WHAT IS REQUIRED
Transcribe exactly the lines from the one holding "the white post" to the end of the data below, including both of those lines and no others.
___ DATASET RECORDS ___
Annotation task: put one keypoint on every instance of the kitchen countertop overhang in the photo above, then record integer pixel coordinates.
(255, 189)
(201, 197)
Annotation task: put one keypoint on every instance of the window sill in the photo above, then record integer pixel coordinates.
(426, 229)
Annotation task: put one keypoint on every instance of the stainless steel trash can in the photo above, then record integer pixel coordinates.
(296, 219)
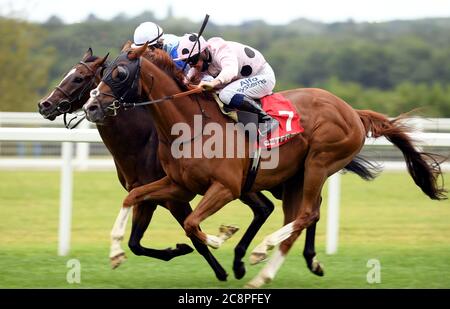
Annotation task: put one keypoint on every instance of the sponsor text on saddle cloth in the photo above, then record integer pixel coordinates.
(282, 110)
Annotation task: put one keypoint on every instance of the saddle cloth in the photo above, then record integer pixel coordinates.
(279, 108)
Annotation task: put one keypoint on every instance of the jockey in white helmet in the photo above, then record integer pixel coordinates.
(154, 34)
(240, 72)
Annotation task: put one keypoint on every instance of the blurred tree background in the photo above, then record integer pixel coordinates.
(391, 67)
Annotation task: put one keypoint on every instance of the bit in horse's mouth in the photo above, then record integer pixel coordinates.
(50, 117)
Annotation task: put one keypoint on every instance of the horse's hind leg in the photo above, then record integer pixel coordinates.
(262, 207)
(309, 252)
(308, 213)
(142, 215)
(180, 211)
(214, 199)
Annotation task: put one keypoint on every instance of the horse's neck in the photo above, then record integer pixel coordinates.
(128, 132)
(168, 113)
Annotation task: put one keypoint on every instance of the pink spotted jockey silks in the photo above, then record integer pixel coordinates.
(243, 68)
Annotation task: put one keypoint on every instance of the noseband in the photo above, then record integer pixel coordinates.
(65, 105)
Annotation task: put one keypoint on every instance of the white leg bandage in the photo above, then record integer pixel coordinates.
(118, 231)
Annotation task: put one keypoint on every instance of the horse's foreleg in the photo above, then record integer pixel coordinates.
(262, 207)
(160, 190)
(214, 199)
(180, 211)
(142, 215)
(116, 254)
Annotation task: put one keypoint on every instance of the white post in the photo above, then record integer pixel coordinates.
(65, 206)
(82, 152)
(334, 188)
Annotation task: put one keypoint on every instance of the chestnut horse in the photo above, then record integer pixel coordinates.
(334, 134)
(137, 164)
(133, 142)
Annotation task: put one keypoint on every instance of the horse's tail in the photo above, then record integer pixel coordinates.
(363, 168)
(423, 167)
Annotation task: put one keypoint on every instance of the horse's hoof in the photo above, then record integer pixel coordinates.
___
FINISHED EXERCISE
Annotation task: put one keypoint on every instance of the white post in the photo above, then record integer pixel coordinates.
(65, 206)
(82, 152)
(334, 188)
Annotation task: put one keypoint on every instance of the chestnut horse in the photo above, then record integer pixel coordinates.
(334, 134)
(137, 164)
(133, 142)
Annotation task: put one keypoint on every instance of the horse's tail in the photo above, then record integer pixel coordinates.
(363, 168)
(423, 167)
Annotation task: put one keypoint on every instance of the horse's hoof in the photo above, then record integer pixel coordinates.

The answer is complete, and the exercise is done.